== Extract provided ==
--- Start ---

We will continue to assess the fair value of our goodwill annually or earlier if events occur or circumstances change that would more likely than not reduce the fair value of our goodwill below its carrying value. These events or circumstances would include a significant change in business climate, including a significant, sustained decline in an entity’s market value, legal factors, operating performance indicators, competition, sale or disposition of a significant portion of the business, or other factors. If we determine that significant impairment has occurred, we would be required to write off the impaired portion of goodwill. Impairment charges could have a material adverse effect on our financial condition and results.
 
Failure to comply with the earnout provisions of our acquisition agreements could have material adverse consequences for us.
 
A failure to comply with the obligations contained in our acquisition agreements to make the earnout payments required under such agreements as ultimately determined in arbitration or litigation could result in actions for damages, a possible right of rescission on the part of the sellers, and the acceleration of debt under instruments evidencing indebtedness that may contain cross-acceleration or cross-default provisions. If we are unable to raise capital in order to pay the earnout provisions of our acquisition agreements, there can be no assurance that our future cash flow or assets would be sufficient to pay such obligations.

--- End ---

[Dataset excerpt]

--- Start ---

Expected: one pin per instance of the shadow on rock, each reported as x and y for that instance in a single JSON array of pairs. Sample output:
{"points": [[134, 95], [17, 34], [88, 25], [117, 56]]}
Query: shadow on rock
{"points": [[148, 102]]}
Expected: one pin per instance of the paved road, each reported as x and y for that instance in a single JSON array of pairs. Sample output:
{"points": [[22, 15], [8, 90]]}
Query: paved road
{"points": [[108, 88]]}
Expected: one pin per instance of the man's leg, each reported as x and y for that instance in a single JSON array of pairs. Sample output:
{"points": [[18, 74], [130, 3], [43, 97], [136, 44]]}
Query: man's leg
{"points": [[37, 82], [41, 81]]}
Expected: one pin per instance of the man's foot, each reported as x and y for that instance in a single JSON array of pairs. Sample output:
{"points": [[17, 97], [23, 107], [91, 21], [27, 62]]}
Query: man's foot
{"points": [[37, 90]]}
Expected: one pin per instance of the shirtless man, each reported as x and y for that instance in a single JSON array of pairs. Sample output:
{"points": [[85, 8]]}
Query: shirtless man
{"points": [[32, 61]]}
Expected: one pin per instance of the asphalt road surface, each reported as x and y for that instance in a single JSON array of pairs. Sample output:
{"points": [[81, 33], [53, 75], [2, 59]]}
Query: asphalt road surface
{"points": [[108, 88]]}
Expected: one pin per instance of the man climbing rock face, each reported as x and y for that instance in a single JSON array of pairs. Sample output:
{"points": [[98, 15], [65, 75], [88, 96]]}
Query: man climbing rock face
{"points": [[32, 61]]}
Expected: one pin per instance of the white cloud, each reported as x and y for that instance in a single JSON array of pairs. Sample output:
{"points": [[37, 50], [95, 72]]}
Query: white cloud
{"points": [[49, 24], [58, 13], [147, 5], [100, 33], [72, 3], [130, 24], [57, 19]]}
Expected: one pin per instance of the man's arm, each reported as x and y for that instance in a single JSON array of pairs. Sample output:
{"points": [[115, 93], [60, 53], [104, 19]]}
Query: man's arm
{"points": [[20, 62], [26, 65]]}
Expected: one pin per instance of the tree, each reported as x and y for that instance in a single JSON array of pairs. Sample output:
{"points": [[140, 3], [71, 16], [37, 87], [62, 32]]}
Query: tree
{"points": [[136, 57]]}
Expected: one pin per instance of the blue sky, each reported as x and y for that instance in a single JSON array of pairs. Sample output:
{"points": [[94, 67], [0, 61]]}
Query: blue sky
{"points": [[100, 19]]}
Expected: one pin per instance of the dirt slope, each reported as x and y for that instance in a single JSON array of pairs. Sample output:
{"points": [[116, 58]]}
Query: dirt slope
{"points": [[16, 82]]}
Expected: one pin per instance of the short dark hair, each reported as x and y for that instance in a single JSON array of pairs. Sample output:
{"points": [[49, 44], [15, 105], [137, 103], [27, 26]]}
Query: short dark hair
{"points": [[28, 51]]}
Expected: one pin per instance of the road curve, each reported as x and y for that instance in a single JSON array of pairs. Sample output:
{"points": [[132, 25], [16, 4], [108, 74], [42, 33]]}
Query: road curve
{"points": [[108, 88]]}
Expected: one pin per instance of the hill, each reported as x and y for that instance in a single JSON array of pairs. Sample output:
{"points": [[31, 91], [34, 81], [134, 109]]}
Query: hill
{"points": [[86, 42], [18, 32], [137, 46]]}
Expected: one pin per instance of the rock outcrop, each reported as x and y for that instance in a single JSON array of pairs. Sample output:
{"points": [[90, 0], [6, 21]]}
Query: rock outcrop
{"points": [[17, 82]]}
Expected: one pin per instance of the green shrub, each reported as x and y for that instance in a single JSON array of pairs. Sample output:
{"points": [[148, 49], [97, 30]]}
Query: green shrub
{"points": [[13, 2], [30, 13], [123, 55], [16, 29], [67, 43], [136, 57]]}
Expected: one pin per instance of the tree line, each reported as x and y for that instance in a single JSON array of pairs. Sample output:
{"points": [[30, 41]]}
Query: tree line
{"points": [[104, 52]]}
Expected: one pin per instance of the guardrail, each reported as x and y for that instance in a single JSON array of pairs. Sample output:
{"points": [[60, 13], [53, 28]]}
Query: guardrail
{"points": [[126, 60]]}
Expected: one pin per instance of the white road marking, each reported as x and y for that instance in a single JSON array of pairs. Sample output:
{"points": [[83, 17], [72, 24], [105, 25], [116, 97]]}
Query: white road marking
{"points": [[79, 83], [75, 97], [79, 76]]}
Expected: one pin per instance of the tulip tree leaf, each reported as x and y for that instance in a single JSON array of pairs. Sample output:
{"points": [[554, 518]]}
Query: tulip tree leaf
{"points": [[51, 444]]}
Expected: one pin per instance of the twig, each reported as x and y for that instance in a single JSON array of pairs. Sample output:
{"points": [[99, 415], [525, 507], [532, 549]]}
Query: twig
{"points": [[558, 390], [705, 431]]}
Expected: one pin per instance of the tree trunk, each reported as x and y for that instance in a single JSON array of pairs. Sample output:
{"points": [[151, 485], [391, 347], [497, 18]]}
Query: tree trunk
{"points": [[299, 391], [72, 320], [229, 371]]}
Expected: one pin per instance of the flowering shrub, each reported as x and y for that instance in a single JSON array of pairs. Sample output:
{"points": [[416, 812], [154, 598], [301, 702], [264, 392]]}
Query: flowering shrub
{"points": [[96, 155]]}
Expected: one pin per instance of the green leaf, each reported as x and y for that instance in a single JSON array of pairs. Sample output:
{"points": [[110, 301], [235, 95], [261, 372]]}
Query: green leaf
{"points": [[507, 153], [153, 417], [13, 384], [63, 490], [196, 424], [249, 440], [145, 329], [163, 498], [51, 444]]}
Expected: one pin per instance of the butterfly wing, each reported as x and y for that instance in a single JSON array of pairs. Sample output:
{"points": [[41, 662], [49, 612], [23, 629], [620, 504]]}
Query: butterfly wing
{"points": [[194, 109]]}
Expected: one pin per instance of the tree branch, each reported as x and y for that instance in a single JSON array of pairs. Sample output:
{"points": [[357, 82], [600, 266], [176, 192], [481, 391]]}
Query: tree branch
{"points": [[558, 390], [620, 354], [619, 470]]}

--- End ---

== Work instructions ==
A – Please translate this sentence from the risk-factor excerpt into Spanish: "Impairment charges could have a material adverse effect on our financial condition and results."
B – Rewrite the part of the risk-factor excerpt that begins at "A failure to" and stops after "pay such obligations.", putting "former owners" in place of "sellers".
The entries above are not needed.

== Answers for the tasks ==
A – Los cargos por deterioro podrían tener un efecto adverso significativo en nuestra situación financiera y nuestros resultados.

B –
A failure to comply with the obligations contained in our acquisition agreements to make the earnout payments required under such agreements as ultimately determined in arbitration or litigation could result in actions for damages, a possible right of rescission on the part of the former owners, and the acceleration of debt under instruments evidencing indebtedness that may contain cross-acceleration or cross-default provisions. If we are unable to raise capital in order to pay the earnout provisions of our acquisition agreements, there can be no assurance that our future cash flow or assets would be sufficient to pay such obligations.